Dataset records:
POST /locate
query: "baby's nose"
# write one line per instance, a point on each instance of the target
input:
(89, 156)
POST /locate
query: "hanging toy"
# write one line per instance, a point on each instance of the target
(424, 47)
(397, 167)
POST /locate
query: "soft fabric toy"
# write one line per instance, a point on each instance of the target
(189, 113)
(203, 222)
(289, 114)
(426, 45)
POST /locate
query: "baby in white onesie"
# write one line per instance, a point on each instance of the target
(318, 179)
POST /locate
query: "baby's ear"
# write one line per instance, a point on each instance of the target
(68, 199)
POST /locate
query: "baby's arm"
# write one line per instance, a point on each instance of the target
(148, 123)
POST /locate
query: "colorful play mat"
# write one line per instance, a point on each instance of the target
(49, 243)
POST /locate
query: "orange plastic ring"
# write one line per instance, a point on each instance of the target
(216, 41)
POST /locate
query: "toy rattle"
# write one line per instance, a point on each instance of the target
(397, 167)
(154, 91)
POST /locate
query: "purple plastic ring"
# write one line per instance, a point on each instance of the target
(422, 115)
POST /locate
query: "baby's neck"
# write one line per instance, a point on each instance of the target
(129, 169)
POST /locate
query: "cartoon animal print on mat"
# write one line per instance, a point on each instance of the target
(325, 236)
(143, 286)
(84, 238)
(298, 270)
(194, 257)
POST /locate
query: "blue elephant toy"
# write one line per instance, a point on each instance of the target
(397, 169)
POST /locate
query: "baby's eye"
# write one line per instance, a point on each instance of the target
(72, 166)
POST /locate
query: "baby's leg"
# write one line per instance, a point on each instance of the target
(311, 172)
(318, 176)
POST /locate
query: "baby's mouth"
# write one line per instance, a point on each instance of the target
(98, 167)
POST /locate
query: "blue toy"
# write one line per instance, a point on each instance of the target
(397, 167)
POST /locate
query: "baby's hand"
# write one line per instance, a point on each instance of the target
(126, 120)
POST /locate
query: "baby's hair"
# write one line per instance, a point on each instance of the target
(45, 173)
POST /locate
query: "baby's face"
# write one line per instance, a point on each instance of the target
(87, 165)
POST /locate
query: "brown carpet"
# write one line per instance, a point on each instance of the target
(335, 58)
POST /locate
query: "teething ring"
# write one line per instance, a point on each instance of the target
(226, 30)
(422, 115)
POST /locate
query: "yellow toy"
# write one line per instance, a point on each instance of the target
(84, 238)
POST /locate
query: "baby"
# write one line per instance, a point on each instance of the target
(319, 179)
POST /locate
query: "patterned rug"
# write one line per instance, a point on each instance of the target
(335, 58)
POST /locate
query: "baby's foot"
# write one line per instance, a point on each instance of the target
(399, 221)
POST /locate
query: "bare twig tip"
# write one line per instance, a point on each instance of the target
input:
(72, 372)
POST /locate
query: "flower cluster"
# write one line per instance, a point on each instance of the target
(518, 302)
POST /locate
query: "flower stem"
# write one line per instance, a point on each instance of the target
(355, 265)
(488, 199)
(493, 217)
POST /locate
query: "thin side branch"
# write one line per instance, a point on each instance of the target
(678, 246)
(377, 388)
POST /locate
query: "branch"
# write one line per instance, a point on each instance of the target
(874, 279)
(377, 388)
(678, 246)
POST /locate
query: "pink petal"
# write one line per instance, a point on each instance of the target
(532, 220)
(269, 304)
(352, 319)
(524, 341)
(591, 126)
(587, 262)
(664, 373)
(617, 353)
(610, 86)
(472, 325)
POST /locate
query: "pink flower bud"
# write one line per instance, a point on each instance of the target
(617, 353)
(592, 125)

Problem to work on.
Reproduce the data above in full, keeping it exactly the same.

Task output.
POST /locate
query: "baby's nose"
# write one line per instance, a point on each instance of the target
input:
(89, 156)
POST /locate
query: "hanging toy"
# write one line per instance, a point on each instance of the target
(424, 47)
(397, 167)
POST /locate
query: "soft fabric toy"
# write one line per instance, a point on each instance of the target
(189, 113)
(203, 222)
(289, 114)
(426, 45)
POST /locate
query: "baby in white onesie"
# write one line per instance, a point on each instance of the target
(318, 179)
POST /locate
query: "baby's ear"
# write one line per instance, a point on each instance of the target
(68, 199)
POST /locate
query: "baby's arm"
# write one line per instance, a point on each instance of the target
(148, 123)
POST /locate
query: "colorful play mat"
# write one line per instance, a point on each instance of the target
(49, 243)
POST /locate
query: "orange plastic ring"
# write one line per instance, a point on each instance of the target
(216, 41)
POST /locate
query: "toy rattle"
# write one line per instance, a point on each instance of the target
(397, 167)
(154, 91)
POST /locate
query: "purple plastic ring"
# write one line per instance, a point on each instance of the target
(422, 115)
POST /locate
query: "baby's neck"
# write one line per instance, a point on each instance of the target
(129, 169)
POST /locate
query: "cartoon animal print on mat"
# write one line per instance, a point on each instance of the target
(325, 236)
(143, 286)
(84, 238)
(298, 270)
(194, 257)
POST /locate
query: "blue elephant toy"
# write one line per instance, a point on each instance of the target
(397, 169)
POST /locate
query: "baby's eye"
# write one line per instance, a point on each instance of the target
(72, 166)
POST /locate
query: "baby's leg"
# write one line per instance, a point on each instance of the target
(311, 172)
(318, 176)
POST /locate
query: "baby's mouth"
# write one line per instance, a point on each instance of the target
(98, 167)
POST /locate
query: "blue toy"
# write one line per instance, a point on each instance of the target
(397, 167)
POST /locate
query: "baby's hand"
# write one line per instance, a point on each instance of the target
(126, 120)
POST /locate
query: "baby's hair"
# write one line per instance, a point on each instance of the target
(45, 173)
POST /locate
query: "baby's face"
# write one line per instance, a point on each instance of the target
(87, 165)
POST /locate
query: "brown carpet"
# write one line per instance, a point on each instance of the target
(335, 58)
POST /locate
query: "teething ring"
# write one line per instance, a point on each instance of the target
(226, 30)
(422, 115)
POST /locate
query: "yellow toy"
# write one line per instance, a point on each instance of the target
(84, 238)
POST /locate
query: "baby"
# write one line per instance, a point on each instance of the target
(319, 179)
POST /locate
query: "patterned rug"
# write one line per instance, a point on each instance of the target
(335, 58)
POST /locate
query: "baby's foot"
# write one line per instance, a point on each instance of the target
(399, 221)
POST /locate
query: "bare twig tip"
# write one line per instance, a point on each instance of the target
input:
(72, 372)
POST /locate
query: "flower cluster"
# write one line per instance, a point on each instance of the target
(518, 302)
POST /locate
query: "flower stem"
# write one line per instance, a point on each instance of the target
(355, 265)
(488, 199)
(493, 217)
POST /locate
query: "thin side branch"
# write one line per instance, a point on each instance of the target
(678, 246)
(377, 388)
POST /locate
query: "branch"
# write one line per instance, a point on each instance of the target
(874, 279)
(377, 388)
(678, 246)
POST /locate
query: "pink petal"
# write one line per instance, a point on each instance of the target
(532, 220)
(269, 304)
(352, 319)
(524, 341)
(591, 126)
(587, 262)
(664, 373)
(617, 353)
(610, 86)
(472, 325)
POST /locate
query: "pink flower bud"
# write one line per instance, a point on each instance of the target
(617, 353)
(592, 125)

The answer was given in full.